= SHORT EXERCISE 1 =
Echo the part of the distribution payment clause between "(2)               The Distributor" and "receive the distributions.", inclusive, word for word.

8                      Payment of distribution amounts

(1)               If notice is given under clause 4(3) that a GST invoice is required, the Trader must issue the Distributor [or the Shareholder Trust] with a GST invoice in accordance with that notice for the total amount of distributions credited, or to be credited, to qualifying Customers under clause 5.

(2)               The Distributor [(unless it nominates the Shareholder Trust in its notice given under clause 4(3), in which case the Shareholder Trust)] must deposit the total amount of such distributions, without offset, into the Trader’s nominated bank account no later than 5 Working Days (or any alternative agreed date) after notice is given under clause 4(3) or, if a GST invoice is required, the Trader issues its GST invoice.

(3)                Any distribution payments received by the Trader from the Distributor [or Shareholder Trust] under this clause must be held by the Trader in an appropriate bank account as separately identifiable funds, on trust for the benefit of the Customers who are entitled to receive the distributions.

= INFORMATION GIVEN =
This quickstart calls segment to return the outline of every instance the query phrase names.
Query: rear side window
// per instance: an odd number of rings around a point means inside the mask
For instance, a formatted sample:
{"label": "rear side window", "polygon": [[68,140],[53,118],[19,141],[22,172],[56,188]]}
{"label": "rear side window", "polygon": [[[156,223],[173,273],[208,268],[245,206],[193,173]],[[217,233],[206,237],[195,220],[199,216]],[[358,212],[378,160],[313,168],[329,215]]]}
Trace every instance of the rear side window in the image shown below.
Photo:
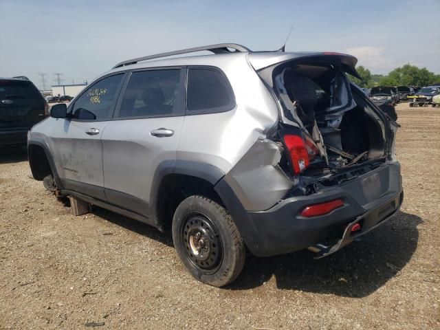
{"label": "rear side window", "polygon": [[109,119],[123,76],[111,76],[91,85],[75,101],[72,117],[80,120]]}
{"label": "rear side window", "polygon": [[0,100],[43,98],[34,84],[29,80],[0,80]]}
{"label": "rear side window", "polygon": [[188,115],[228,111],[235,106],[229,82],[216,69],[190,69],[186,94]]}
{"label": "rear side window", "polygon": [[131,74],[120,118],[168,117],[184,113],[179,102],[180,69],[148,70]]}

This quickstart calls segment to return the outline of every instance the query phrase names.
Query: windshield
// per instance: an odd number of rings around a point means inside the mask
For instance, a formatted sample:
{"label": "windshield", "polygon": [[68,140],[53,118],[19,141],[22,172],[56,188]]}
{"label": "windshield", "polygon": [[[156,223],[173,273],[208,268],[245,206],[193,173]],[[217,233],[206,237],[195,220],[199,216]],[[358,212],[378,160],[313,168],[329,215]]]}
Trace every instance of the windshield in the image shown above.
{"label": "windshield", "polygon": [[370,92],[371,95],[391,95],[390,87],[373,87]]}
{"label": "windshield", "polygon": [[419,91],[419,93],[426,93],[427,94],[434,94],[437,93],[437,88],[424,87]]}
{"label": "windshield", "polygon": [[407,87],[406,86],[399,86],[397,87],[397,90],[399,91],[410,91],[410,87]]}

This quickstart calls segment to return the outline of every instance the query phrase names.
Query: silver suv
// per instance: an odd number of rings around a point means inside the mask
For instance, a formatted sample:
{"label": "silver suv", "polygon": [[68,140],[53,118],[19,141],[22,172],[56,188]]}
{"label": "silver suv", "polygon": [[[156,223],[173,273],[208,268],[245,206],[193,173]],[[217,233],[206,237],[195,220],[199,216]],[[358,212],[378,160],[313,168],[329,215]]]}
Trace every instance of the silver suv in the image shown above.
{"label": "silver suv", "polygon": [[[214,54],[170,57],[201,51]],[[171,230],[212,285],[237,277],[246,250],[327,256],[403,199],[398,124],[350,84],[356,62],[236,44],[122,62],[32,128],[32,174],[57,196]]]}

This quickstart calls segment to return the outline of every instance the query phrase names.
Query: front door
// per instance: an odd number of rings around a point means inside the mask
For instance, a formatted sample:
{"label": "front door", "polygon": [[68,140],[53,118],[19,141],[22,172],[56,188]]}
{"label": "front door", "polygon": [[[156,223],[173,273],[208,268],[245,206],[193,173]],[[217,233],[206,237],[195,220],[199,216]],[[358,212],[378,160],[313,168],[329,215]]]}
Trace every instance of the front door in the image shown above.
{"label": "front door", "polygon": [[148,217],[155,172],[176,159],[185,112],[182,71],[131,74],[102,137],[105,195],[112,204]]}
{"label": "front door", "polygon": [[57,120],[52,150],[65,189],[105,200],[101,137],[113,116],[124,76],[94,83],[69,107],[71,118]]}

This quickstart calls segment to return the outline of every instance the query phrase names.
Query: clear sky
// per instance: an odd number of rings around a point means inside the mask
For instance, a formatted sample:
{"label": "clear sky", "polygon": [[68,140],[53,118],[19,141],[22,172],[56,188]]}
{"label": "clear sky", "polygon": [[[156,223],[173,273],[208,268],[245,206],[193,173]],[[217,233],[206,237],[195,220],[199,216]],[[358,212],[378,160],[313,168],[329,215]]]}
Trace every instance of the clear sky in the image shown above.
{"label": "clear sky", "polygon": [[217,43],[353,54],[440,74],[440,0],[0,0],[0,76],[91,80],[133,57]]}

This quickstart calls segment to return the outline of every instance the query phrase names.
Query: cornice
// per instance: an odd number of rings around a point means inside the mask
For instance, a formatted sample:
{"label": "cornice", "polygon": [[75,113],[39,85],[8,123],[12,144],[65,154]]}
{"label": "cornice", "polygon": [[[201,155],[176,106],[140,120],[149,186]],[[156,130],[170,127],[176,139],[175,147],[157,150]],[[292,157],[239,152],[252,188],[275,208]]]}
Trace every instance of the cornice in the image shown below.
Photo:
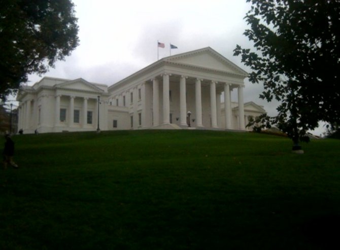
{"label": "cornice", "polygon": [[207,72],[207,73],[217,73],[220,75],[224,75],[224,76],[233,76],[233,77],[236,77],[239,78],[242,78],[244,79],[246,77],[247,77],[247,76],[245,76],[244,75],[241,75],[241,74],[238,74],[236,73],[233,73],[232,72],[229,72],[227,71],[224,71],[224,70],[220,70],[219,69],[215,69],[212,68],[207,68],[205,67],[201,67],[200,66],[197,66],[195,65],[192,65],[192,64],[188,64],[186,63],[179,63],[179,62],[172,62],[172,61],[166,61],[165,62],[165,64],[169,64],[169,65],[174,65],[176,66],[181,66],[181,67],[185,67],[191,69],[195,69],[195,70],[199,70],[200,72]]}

= SHORT EXERCISE 2 =
List every line in the records above that contains the string "below".

= OUTPUT 1 =
(2)               The Distributor [(unless it nominates the Shareholder Trust in its notice given under clause 4(3), in which case the Shareholder Trust)] must deposit the total amount of such distributions, without offset, into the Trader’s nominated bank account no later than 5 Working Days (or any alternative agreed date) after notice is given under clause 4(3) or, if a GST invoice is required, the Trader issues its GST invoice.

(3)                Any distribution payments received by the Trader from the Distributor [or Shareholder Trust] under this clause must be held by the Trader in an appropriate bank account as separately identifiable funds, on trust for the benefit of the Customers who are entitled to receive the distributions.

= OUTPUT 2 =
Trace every instance of the rear side window in the image shown below.
Trace every instance of the cornice in the image shown below.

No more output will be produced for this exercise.